Given task: Copy out the material below, changing each "Labeling tool output request" to "Annotation request" and keeping everything else as it is. Leave the pictures out of your answer.

Data extract:
====

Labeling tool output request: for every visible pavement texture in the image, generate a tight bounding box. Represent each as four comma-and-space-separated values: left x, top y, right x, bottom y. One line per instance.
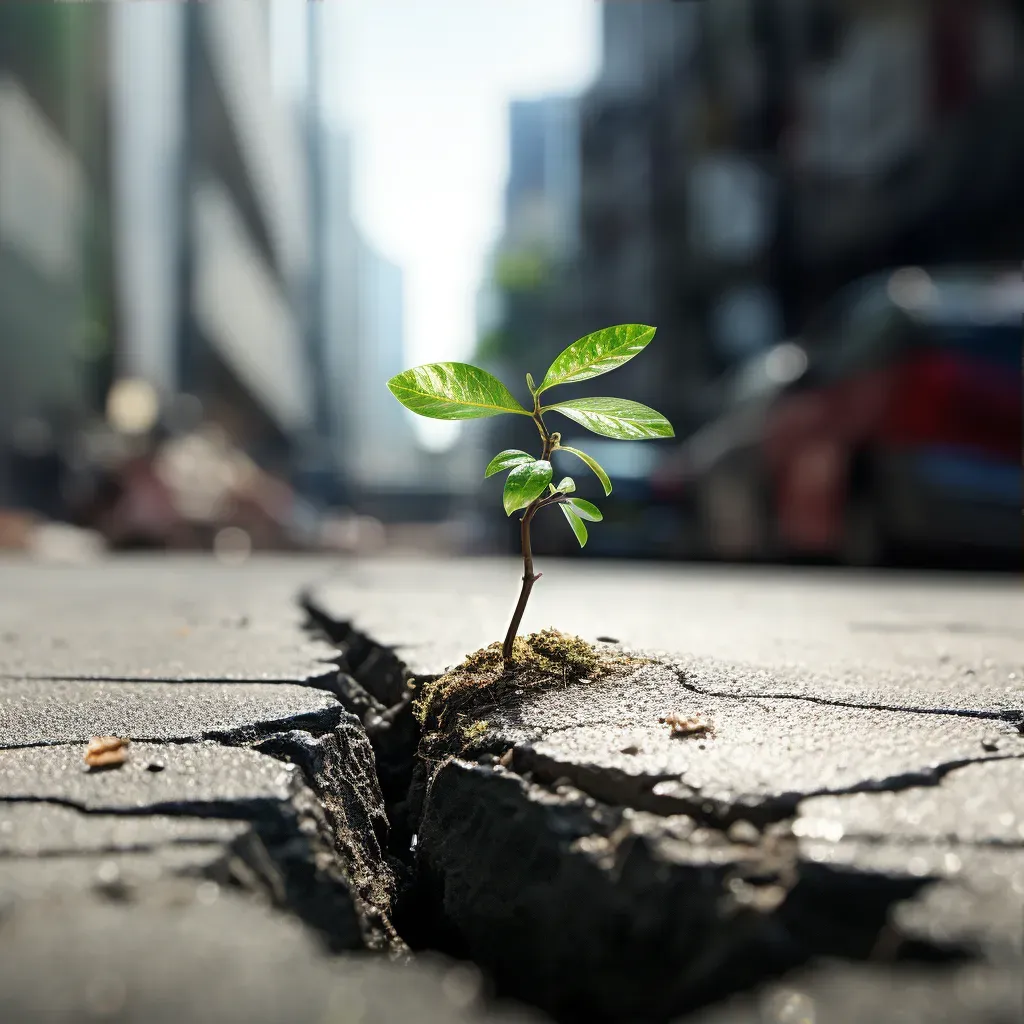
0, 558, 1024, 1024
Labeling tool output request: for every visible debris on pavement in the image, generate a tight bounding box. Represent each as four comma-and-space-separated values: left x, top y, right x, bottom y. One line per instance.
82, 736, 131, 768
657, 712, 715, 736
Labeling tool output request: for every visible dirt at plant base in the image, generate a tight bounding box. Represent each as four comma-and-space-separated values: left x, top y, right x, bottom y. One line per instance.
414, 629, 634, 742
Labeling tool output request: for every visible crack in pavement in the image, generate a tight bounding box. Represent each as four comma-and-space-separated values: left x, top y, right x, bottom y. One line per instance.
667, 662, 1024, 727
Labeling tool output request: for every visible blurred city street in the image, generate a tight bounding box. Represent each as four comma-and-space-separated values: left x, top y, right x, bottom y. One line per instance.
0, 0, 1024, 1024
0, 555, 1024, 1024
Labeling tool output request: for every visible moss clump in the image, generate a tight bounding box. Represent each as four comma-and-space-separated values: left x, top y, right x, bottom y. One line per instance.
462, 722, 489, 745
413, 629, 606, 739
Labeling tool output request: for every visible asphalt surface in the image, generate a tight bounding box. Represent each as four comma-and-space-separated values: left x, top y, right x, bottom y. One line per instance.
0, 558, 1024, 1022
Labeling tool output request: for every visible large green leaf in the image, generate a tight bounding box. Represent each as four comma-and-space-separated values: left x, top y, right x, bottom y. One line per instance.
483, 449, 537, 478
555, 444, 611, 498
540, 324, 654, 391
543, 398, 676, 441
387, 362, 530, 420
565, 498, 604, 522
503, 460, 551, 515
558, 505, 588, 548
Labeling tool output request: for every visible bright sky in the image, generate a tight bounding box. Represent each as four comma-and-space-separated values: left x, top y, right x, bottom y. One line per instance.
324, 0, 600, 442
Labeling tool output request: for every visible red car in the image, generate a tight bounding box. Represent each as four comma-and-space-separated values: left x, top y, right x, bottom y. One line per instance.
691, 268, 1024, 565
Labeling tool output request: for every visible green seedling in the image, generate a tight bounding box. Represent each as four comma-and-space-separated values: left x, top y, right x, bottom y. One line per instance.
387, 324, 675, 665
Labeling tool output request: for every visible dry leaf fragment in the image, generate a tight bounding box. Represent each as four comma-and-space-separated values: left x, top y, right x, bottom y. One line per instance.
658, 712, 715, 736
83, 736, 129, 768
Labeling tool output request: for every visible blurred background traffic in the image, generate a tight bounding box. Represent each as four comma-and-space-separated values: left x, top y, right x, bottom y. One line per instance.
0, 0, 1024, 568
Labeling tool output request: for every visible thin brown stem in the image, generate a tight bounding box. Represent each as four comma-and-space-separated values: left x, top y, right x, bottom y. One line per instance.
502, 407, 561, 667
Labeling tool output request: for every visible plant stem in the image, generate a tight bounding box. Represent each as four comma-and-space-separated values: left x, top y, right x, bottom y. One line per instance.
502, 395, 561, 667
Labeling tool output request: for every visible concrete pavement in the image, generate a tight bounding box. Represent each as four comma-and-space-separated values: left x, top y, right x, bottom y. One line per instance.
0, 558, 1024, 1021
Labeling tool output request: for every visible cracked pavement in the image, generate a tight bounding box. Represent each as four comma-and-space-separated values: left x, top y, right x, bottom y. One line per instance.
0, 558, 1024, 1024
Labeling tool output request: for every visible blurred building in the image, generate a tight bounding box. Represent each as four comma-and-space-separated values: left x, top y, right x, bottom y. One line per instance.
0, 4, 105, 512
113, 2, 314, 464
566, 0, 1024, 432
323, 131, 415, 510
0, 0, 324, 520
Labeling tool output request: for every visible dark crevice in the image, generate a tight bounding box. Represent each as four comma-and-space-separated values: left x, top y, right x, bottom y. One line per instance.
300, 594, 425, 874
294, 596, 999, 1022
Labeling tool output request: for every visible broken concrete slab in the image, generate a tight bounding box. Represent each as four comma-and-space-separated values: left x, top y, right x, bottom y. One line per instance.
794, 757, 1024, 843
0, 802, 248, 858
0, 883, 535, 1024
475, 664, 1024, 823
680, 962, 1024, 1024
0, 742, 305, 819
0, 726, 395, 948
309, 559, 1024, 713
0, 679, 344, 749
409, 663, 1024, 1020
0, 557, 336, 684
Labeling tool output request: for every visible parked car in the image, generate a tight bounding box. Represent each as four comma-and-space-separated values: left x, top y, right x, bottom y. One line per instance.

====

Reply to the task:
Annotation request: for every visible pavement texture in the image, generate a tight bounding box. Represent each as four comma-and-space-separated values: left x, top y, right x, bottom y. One line per instance.
0, 558, 1024, 1024
Annotation request: for every visible debris on pavement in the image, generate a tight bounding box. Represent each as four comma-and-space-separated values: left x, top y, right x, bottom y. One line per instance.
82, 736, 131, 768
657, 712, 715, 736
Annotation request: for every visible dirt at plant base in the image, generate a tight bounding box. Represent each as four comma-and-space-separated values: left x, top y, right x, bottom y. One line per instance.
414, 629, 634, 742
Annotation request: for every visible crack in pavement in the image, generate a tight bounding box. Represent each as four comma-and-space-separated values: left x, top y, right x, bottom y. One line per instance.
667, 662, 1024, 727
Annotation request: for every visible blurred city street in the image, generate a tight bounding box. Represent each as four comma-and-space-separated values: left x, top y, right x, bottom y. One line per instance.
0, 0, 1024, 1024
0, 555, 1024, 1024
Annotation request: for every visible moss clump in the image, generate a tight bounding box. Represent each as four comma-and-space-separated values: left x, top y, right x, bottom y. One line per instance.
462, 722, 489, 745
413, 629, 606, 739
Annotation request: for every visible asphalt surface in the image, generate a tight bounding box. Represent each as four comma-and-space-separated values: left x, top y, right x, bottom y. One line per instance.
0, 558, 1024, 1022
Annotation request: for every visible large green leaf in the image, generate a tight bounding box. Represent each as four comma-and-space-separated values: left x, top y, right x, bottom y. One line per instance.
483, 449, 537, 478
555, 444, 611, 498
540, 324, 654, 391
543, 398, 676, 441
387, 362, 530, 420
565, 498, 604, 522
503, 460, 551, 515
558, 505, 588, 548
Annotation request: for every visible bright sky in the image, generate a tight bounding box. Represent each as four comma-and-space-separated values: left x, top y, right x, bottom y. One line per instance.
324, 0, 600, 442
Annotation request: for every visible red car in the image, generate a tight bounding box. Represent each as four comma-and-space-separated values: left x, top y, right x, bottom y. One line per instance.
691, 268, 1024, 565
Annotation request: for every visible green seedling in the image, generate a tight bounding box. Represent each as four comma-and-space-separated values: left x, top y, right x, bottom y. One line per instance.
387, 324, 675, 665
Annotation request: for every visible dry leaf fragment in the image, generate a tight bounding box. Represent each as four comma-and-space-separated values: left x, top y, right x, bottom y. One line per instance.
658, 712, 715, 736
83, 736, 129, 768
Annotation request: for every visible blurred background traffic in the image, generate a tight bounding box. Represent each as four comma-and-space-separated values: left x, top y, right x, bottom y. One line per instance.
0, 0, 1024, 568
Annotation request: for every visible thin brown stem in the image, generate a tight bounding box. Represent each as four comma-and-space-separated values: left x, top y, right x, bottom y. One line per instance.
502, 407, 561, 667
Annotation request: for every visible plant stem in the image, generate a tight bounding box. Represent each as four comma-and-space-separated values: left x, top y, right x, bottom y. One line per instance.
502, 395, 561, 667
Annotation request: for every visible concrete pavement in the image, generate a tight bounding box. Represent each as four comma-and-space-separated values: left x, top y, right x, bottom y. One line per instance.
0, 558, 1024, 1021
Annotation request: for every visible cracked pavement in the image, generate a tight bounding box. Represent each as four comma-and-space-separated values: left x, top y, right x, bottom y. One line per instance.
0, 558, 1024, 1024
Annotation request: for every visible blurred building in the image, generate a tight bounding box. Represent each as four comma-and-space-separated values: left x, top y, right x, bottom y. One line per instance.
0, 4, 105, 512
113, 2, 314, 464
566, 0, 1024, 432
323, 131, 415, 510
0, 0, 324, 520
Annotation request: for every visible dark crevice in the image, generate a tight bounding box. Represent each as four comma-and-space-separated values: left x, top y, right x, bottom y. One line per instance.
300, 594, 425, 874
294, 596, 999, 1022
Annotation request: for every visible broken concrete slab in the image, generate a tight bounding box. Represent each as four comma-and-space-separated values: left x, top y, right x, bottom y. One line per instance.
794, 757, 1024, 843
0, 802, 248, 858
0, 883, 535, 1024
475, 664, 1024, 823
680, 962, 1024, 1024
0, 742, 305, 819
0, 726, 395, 948
309, 559, 1024, 713
0, 679, 344, 749
409, 663, 1024, 1020
0, 557, 336, 684
Annotation request: for every visible parked car in the image, generate a tight bounding box. Represent each as four comma-and-space-separated values: left x, top y, right x, bottom y. One line per instance.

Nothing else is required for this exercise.